====== Data

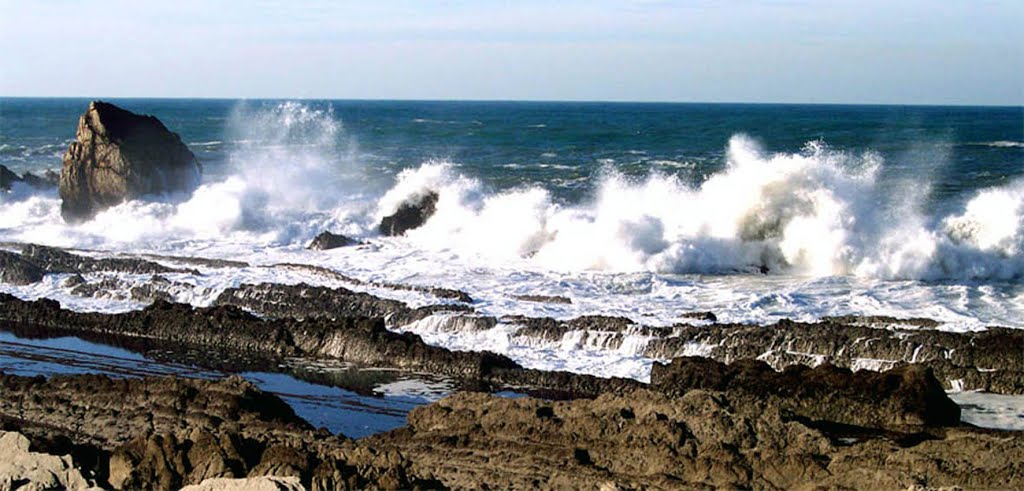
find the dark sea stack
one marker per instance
(327, 241)
(120, 156)
(49, 179)
(410, 215)
(16, 271)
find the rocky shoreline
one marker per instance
(766, 407)
(165, 433)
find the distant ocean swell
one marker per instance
(817, 212)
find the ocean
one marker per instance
(648, 211)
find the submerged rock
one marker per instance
(119, 156)
(410, 215)
(17, 271)
(901, 397)
(327, 241)
(7, 177)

============

__Exercise objective__
Could the material above be written out again word for word, with the pictures dropped?

__Result for this exercise__
find the dark sea stack
one marker per instance
(327, 241)
(120, 156)
(49, 179)
(410, 215)
(16, 271)
find the rocky shoreline
one marker per instance
(766, 407)
(165, 433)
find the distant ocean swell
one marker per instance
(817, 212)
find the ocean
one marker per instance
(648, 211)
find the submerged rock
one marker per instance
(119, 156)
(410, 215)
(17, 271)
(901, 397)
(327, 241)
(7, 177)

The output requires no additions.